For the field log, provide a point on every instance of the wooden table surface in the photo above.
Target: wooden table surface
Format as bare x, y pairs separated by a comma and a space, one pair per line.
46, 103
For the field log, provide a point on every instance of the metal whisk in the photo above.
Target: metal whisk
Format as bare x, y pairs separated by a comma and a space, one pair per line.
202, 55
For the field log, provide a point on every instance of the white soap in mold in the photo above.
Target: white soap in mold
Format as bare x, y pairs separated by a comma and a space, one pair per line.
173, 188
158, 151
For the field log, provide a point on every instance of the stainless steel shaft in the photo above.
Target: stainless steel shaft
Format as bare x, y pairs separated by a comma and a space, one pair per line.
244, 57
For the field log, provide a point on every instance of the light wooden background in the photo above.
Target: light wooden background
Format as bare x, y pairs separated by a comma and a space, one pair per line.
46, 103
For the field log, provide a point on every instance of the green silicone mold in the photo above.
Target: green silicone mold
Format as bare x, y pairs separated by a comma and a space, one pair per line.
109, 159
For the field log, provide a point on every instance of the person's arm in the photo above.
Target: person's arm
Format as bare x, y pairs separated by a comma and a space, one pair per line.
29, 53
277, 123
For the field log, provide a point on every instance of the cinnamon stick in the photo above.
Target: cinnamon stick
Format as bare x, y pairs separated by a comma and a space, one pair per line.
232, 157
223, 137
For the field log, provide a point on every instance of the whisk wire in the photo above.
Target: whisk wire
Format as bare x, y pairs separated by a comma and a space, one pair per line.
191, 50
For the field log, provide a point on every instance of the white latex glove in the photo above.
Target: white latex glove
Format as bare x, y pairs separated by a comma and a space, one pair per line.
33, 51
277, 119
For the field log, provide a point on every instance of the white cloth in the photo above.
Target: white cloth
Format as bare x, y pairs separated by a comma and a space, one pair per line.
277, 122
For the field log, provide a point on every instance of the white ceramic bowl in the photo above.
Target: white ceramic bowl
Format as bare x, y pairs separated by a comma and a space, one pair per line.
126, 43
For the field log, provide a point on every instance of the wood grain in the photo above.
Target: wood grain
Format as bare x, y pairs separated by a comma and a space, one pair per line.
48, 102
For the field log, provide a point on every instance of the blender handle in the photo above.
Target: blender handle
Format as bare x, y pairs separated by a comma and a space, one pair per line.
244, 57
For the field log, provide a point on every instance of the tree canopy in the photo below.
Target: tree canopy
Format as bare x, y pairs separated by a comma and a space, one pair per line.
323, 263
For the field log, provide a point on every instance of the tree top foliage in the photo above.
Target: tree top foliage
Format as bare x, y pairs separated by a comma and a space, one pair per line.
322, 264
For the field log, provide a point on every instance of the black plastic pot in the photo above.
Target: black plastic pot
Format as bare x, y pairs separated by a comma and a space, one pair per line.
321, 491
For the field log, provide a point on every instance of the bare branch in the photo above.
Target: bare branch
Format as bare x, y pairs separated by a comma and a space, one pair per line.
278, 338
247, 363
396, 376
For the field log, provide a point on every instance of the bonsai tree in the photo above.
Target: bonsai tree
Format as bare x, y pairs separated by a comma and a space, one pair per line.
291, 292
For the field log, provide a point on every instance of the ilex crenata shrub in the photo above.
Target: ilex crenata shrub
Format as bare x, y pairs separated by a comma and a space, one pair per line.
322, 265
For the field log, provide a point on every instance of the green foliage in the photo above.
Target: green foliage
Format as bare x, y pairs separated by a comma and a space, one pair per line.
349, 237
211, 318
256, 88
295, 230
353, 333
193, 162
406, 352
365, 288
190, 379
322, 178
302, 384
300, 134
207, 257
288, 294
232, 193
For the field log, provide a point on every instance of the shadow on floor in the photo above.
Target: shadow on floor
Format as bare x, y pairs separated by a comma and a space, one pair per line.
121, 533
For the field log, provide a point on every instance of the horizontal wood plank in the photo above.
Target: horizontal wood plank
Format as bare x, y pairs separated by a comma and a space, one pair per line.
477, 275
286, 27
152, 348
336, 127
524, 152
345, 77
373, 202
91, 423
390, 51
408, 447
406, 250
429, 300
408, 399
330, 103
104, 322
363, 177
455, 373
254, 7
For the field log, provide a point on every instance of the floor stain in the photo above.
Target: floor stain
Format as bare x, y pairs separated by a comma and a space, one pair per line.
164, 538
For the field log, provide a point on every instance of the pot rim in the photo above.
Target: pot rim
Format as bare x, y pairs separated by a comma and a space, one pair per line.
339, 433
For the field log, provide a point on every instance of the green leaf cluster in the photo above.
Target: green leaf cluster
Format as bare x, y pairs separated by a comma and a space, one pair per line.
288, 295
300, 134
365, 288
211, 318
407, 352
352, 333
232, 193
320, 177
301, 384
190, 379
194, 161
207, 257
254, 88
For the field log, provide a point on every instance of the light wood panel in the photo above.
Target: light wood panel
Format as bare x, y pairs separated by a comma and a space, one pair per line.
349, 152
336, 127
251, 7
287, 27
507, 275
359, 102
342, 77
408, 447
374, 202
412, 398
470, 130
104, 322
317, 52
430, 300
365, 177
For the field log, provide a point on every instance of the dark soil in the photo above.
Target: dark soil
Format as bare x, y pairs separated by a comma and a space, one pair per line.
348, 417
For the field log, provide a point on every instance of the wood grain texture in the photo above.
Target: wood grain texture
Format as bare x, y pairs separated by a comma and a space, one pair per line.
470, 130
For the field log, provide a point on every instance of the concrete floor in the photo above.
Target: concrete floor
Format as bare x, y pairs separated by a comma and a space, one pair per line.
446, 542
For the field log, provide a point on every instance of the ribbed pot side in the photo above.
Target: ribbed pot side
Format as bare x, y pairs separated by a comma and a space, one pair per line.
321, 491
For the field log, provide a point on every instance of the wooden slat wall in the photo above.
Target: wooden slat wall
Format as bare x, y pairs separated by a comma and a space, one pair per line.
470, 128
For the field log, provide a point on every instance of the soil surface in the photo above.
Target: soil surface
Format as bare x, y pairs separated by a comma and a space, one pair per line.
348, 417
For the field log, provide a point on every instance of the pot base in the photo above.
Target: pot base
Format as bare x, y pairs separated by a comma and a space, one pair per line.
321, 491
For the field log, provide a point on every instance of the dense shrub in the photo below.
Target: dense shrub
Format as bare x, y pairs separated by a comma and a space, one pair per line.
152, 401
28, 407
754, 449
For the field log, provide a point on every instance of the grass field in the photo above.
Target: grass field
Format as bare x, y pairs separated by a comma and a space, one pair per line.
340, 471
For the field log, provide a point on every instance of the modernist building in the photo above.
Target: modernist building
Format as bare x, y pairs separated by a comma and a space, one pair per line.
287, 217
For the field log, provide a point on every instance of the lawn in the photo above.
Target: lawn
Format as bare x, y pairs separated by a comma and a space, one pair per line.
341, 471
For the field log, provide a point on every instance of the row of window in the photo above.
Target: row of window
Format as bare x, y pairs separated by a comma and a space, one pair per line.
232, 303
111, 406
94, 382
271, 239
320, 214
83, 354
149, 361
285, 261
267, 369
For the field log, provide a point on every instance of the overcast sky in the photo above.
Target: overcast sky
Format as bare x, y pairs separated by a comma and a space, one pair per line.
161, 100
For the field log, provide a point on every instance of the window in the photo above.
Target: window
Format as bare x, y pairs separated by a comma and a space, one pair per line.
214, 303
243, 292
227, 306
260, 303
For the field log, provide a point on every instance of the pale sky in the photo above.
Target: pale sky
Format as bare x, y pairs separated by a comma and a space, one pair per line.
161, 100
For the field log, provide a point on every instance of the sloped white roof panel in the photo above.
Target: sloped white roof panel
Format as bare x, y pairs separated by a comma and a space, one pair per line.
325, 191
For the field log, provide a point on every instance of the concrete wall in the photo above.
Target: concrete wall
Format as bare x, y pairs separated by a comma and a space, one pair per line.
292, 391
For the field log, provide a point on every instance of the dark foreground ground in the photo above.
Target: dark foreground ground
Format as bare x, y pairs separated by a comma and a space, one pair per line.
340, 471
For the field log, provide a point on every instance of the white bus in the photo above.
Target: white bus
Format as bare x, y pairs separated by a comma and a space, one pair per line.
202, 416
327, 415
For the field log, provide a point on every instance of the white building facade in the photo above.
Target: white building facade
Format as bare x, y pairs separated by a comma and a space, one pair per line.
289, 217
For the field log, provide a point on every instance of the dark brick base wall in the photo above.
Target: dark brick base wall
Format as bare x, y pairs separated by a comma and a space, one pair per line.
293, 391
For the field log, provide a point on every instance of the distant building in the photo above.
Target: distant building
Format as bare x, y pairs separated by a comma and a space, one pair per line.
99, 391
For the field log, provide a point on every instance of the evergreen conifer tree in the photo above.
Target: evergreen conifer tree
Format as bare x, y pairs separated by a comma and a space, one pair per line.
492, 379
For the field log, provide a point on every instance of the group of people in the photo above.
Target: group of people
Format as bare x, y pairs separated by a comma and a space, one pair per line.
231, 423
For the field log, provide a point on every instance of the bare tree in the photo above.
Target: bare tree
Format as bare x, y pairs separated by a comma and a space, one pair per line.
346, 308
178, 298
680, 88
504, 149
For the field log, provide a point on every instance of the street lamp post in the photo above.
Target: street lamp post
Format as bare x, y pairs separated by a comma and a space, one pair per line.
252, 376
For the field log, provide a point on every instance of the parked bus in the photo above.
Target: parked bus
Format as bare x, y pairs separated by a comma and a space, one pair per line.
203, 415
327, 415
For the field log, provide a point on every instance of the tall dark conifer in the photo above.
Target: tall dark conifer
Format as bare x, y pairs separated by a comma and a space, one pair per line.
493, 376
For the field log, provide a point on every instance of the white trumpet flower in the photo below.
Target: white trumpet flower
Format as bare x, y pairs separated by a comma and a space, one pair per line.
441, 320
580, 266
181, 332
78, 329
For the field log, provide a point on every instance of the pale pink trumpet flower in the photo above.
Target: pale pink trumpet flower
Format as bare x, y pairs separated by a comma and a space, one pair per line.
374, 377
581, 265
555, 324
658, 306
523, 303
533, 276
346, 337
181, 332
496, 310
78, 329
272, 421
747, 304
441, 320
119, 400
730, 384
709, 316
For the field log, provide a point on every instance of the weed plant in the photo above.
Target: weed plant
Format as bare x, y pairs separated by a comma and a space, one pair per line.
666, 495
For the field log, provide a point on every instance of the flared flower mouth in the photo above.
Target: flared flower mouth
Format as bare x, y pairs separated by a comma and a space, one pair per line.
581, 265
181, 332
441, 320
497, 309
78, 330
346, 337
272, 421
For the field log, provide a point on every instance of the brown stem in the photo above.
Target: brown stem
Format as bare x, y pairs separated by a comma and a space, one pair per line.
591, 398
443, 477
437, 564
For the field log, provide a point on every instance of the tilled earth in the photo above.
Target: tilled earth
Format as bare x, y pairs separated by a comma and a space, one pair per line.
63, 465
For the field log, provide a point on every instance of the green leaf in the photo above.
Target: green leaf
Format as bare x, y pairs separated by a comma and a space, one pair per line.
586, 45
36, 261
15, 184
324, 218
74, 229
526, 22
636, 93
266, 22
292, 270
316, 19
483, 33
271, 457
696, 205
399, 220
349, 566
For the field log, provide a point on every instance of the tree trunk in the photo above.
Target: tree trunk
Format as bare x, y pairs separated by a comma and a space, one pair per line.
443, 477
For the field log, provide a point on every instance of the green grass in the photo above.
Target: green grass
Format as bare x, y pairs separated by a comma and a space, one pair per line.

=====

- Task details -
Take the lines from the top of the data through the one that contains "Target: light wooden background" and copy them exactly, leaving out every line after it.

- Your response -
For the field log, provide a point on every instance of the wooden table surface in the photo above.
Target: wooden table surface
Format as bare x, y pairs separated by a comma and a space, one pair per line.
46, 103
For the field log, provide a point on every instance of the metal whisk in the photo above.
Target: metal whisk
Format as bare x, y pairs separated by a comma and a space, one pair per line.
202, 55
For the field log, provide a point on every instance of the white soap in mold in the photo above.
Target: white soap in mold
Format as bare x, y pairs separated by a comma and a space, one pair per line.
173, 188
158, 151
For the field log, provide a point on every instance of the stainless steel shaft in the photo above.
Target: stainless steel shaft
Format as bare x, y pairs separated by a comma and a space, one pair per line.
244, 57
For the field log, provide a point on every instance of the light wooden background in the photo above.
Target: light wooden background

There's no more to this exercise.